> **Required actions**
1. According to the OmNomNum post, roughly what share of the total time in the affected code did Chronic account for?
2. Locate every line in the entries that contains the string "gray", and copy each one. Case counts.

> **Page extract**
Say you have a string containing the phrase

It’s the twenty third of October.

The string contains the number 23, however it’s currently written in plain English. OmNomNum will “normalize” this string, intelligently converting all numbers into actual integers or decimals like so:

It’s the 23rd of October.

Given that I just pushed the first version of OmNomNum to rubygems.org a little while ago, I thought now would be a good time to share the motivation behind creating this library and some of the things that I learned.

Some background

I recently began programming in Ruby, a language with many awesome libraries. One of the libraries available is Chronic, “… a pure Ruby natural language date parser”. This library can convert strings containing datetimes into Ruby Time objects. For example, it can take the string this tuesday 5:00 and convert it into the Time object representing Tue Aug 29 05:00:00 PDT 2006.

This excellent library can handle many formats of dates and times, and has even been ported to C#, Java, and PHP. There are many other NLP datetime libraries like parsedatetime for Python, Natty for Java, and python-natty for Python, to name a few.

Why create a library to parse numbers in strings?

The motivating reason is that Chronic is slow and uses a lot of memory. One of the major contributors of this is an inefficient algorithm to normalize numbers within strings.

We use Chronic where I work and one of our products started showing performance issues after a recent change. After researching the problem, one of my coworkers realized that Chronic was using a large amount of memory and was making up roughly 80% of the total time within the affected code. Luckily the strings we were supplying to Chronic in this particular code path all followed the same datetime format so we were able to modify the logic to rely on strftime instead. However, we use Chronic in many places throughout our codebase, so I decided to look into Chronic’s resource problems and see what could be done.

Another reason is that I’m fairly new to Ruby and I am interested in learning what’s involved in writing extensions. In addition, I wanted to try using some libraries for building a lexer and parser that are new to me as I’ll describe below. Fixing the entire problem in one take by rewriting Chronic is quite a large task for someone new to Ruby, and all of these objectives add their own complexities and time investments. To limit the scope of the project I decided to focus on the number parsing sub component within Chronic. It makes up a large amount of the problem, so solving this issue is still a big win.

Lastly, fixing some of the performance problems within Chronic would benefit all the other Rubyists who are using it. As I write this, Chronic has 2,500 stars on GitHub and 13.5M downloads from rubygems.org, putting it in the top 300 of the 125k gems currently available. So any improvements we can make to Chronic have the potential to help quite a few Rubyists.

What makes the number parsing component of Chronic inefficient?

The algorithm to parse numbers within Chronic is simple, but at the cost of performance. It relies on building many arrays and looping over the elements in these arrays many times calling gsub to make replacements within the string you supply.

> **Material provided**
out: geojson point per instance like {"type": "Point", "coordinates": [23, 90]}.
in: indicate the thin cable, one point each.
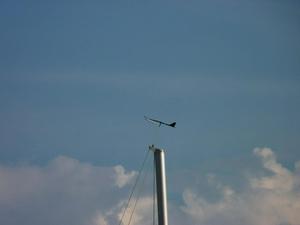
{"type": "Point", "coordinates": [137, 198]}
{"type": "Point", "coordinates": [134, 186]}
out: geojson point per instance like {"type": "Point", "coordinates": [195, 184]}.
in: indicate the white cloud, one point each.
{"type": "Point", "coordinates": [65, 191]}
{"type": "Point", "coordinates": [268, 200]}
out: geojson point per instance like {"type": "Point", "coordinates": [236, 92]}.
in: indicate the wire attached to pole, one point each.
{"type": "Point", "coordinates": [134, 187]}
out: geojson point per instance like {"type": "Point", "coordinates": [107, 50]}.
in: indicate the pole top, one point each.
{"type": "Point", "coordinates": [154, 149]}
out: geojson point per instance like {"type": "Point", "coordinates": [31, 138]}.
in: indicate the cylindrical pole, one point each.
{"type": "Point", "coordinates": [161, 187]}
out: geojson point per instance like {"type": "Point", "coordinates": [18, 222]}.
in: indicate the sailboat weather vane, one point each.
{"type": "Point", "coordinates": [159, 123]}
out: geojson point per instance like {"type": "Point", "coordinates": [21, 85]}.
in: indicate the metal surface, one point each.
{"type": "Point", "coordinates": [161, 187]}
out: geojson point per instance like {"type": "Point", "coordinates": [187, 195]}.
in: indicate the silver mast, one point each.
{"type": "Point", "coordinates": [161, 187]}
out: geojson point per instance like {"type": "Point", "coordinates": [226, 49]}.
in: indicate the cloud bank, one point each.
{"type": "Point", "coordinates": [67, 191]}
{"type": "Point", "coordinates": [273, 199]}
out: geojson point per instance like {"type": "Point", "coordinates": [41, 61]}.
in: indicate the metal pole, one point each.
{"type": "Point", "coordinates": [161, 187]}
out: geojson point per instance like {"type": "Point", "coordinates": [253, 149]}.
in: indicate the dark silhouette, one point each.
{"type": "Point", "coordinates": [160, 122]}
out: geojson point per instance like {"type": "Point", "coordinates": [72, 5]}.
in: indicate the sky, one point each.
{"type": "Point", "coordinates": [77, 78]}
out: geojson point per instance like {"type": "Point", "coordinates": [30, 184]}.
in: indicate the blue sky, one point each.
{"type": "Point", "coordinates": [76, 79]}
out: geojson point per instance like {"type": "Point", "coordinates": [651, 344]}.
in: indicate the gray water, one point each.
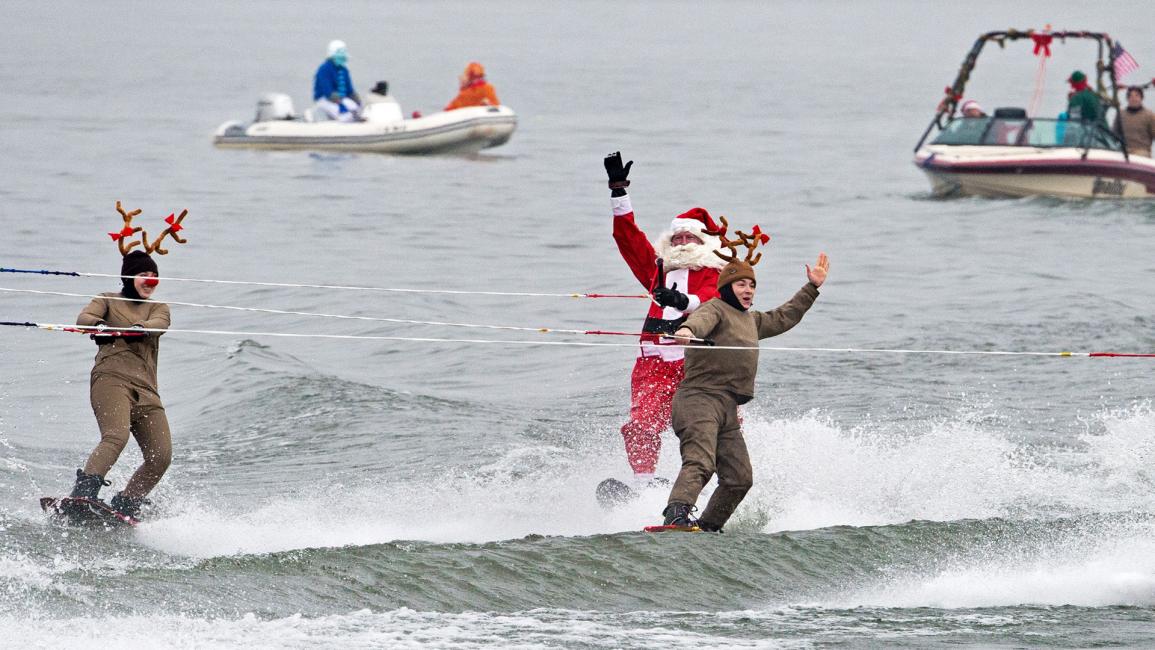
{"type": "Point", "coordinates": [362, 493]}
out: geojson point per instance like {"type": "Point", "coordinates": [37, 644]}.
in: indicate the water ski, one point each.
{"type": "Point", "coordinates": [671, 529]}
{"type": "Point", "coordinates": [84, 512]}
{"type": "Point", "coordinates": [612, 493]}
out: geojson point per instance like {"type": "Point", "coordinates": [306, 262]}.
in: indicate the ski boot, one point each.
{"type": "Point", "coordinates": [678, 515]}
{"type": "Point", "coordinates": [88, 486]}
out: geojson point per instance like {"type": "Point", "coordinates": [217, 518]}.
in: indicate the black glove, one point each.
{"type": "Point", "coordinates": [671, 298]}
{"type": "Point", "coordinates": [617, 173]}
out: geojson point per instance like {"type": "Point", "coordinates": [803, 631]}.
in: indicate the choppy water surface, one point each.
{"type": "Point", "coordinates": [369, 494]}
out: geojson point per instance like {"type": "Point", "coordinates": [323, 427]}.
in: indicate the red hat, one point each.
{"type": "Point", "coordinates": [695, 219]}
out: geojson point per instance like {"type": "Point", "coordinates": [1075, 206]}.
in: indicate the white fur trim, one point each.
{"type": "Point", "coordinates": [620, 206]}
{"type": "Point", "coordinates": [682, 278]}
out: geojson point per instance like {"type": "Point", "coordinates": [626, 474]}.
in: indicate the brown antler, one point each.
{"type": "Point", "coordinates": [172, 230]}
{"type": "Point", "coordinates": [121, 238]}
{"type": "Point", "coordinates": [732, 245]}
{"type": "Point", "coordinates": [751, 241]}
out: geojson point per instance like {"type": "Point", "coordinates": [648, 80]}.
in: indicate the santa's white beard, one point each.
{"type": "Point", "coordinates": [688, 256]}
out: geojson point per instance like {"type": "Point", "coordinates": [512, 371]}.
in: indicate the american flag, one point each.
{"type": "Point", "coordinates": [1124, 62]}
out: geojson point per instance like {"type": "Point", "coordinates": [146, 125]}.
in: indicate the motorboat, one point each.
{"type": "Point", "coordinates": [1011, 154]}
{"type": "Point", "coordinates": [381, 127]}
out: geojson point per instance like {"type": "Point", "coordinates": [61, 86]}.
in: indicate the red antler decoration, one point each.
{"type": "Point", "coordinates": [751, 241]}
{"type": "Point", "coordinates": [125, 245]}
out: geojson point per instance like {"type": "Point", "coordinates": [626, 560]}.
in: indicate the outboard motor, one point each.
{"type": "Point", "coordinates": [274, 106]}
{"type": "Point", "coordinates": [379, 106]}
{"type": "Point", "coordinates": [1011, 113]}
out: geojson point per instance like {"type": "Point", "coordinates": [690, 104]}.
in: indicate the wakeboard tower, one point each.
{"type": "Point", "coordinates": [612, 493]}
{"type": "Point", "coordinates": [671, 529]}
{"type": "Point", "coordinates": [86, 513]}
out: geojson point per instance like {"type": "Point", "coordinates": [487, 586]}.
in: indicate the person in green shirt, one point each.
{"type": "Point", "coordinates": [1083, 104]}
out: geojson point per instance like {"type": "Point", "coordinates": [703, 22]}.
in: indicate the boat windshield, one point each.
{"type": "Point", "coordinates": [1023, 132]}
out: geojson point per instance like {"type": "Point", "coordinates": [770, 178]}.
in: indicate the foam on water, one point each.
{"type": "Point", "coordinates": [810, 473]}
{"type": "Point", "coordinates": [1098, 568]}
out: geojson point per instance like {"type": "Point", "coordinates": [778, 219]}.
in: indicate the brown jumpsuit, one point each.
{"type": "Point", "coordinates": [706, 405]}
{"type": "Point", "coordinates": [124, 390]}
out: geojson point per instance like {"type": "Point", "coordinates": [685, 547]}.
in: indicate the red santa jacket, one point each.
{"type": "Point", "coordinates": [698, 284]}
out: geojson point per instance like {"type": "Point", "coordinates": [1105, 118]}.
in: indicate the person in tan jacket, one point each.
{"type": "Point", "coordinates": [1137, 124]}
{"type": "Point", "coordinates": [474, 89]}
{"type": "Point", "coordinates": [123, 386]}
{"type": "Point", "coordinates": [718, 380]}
---
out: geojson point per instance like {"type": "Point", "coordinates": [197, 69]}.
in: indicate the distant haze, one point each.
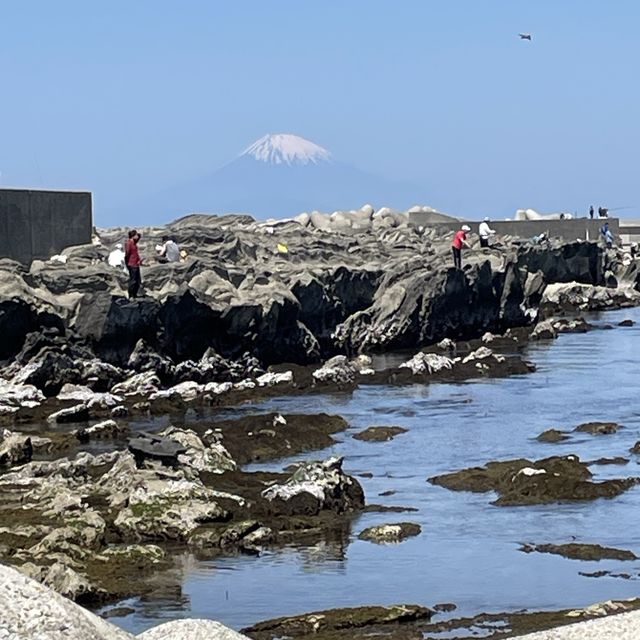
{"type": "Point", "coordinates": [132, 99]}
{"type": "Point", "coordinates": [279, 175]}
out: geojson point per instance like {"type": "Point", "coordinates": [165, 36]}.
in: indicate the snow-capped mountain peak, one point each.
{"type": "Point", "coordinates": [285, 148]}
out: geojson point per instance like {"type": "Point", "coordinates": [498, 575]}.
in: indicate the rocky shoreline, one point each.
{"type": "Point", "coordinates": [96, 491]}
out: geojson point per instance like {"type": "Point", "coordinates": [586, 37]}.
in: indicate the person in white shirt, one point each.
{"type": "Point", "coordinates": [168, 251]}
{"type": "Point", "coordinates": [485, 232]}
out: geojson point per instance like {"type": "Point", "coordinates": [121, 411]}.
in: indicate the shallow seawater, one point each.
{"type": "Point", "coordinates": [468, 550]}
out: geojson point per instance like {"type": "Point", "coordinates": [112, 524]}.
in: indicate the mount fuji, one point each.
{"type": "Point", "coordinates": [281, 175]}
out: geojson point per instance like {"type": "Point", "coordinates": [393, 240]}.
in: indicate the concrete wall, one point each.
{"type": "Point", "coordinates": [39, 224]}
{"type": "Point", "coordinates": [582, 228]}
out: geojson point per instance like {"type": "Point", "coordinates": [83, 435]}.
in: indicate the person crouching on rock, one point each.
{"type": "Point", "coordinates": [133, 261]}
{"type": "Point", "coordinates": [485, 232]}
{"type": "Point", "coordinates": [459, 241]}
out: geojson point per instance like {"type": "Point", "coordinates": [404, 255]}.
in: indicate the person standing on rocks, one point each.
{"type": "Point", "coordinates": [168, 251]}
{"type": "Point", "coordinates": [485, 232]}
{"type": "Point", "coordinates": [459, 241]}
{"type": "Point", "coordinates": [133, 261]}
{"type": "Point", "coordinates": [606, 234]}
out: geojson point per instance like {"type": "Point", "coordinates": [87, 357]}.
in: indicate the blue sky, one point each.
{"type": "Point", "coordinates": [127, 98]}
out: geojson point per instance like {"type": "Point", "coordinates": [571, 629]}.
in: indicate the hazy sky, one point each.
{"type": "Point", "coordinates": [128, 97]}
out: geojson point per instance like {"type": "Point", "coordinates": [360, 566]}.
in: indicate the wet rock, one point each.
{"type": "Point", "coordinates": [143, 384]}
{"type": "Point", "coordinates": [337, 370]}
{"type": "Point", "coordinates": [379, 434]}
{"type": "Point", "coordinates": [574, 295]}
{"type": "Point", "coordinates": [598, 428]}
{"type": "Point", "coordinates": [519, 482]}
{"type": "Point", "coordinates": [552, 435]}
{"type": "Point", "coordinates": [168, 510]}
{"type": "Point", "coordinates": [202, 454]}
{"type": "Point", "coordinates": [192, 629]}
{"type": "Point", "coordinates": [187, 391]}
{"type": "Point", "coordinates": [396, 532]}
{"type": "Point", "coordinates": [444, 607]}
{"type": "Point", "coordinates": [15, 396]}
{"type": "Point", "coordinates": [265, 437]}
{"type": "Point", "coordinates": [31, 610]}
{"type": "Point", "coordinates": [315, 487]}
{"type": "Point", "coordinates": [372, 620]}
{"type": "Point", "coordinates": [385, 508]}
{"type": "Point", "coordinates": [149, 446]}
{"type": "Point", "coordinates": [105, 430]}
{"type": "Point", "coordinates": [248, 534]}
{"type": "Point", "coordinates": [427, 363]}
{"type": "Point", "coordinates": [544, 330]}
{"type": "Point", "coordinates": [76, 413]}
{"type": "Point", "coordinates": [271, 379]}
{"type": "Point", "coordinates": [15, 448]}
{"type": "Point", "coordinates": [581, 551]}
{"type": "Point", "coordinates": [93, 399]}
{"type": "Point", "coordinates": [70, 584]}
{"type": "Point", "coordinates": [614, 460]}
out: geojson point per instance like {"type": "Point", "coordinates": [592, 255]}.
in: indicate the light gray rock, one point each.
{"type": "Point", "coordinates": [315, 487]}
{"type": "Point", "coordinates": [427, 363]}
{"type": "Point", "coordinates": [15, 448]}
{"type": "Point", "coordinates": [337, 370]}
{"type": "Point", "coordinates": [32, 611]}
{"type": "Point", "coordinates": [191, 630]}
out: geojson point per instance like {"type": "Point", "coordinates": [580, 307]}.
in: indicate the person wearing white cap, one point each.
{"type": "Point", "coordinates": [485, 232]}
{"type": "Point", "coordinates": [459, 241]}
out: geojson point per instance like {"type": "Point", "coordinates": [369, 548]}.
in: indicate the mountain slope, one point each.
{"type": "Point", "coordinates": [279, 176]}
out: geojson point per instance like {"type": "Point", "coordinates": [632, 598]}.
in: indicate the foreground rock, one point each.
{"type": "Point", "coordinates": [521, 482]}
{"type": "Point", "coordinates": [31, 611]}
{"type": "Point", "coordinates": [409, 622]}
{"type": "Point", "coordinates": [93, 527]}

> **Answers per task**
1. Roughly 80%.

2.
in: indicate the gray water, one point each.
in: indicate the light gray rock, one point each.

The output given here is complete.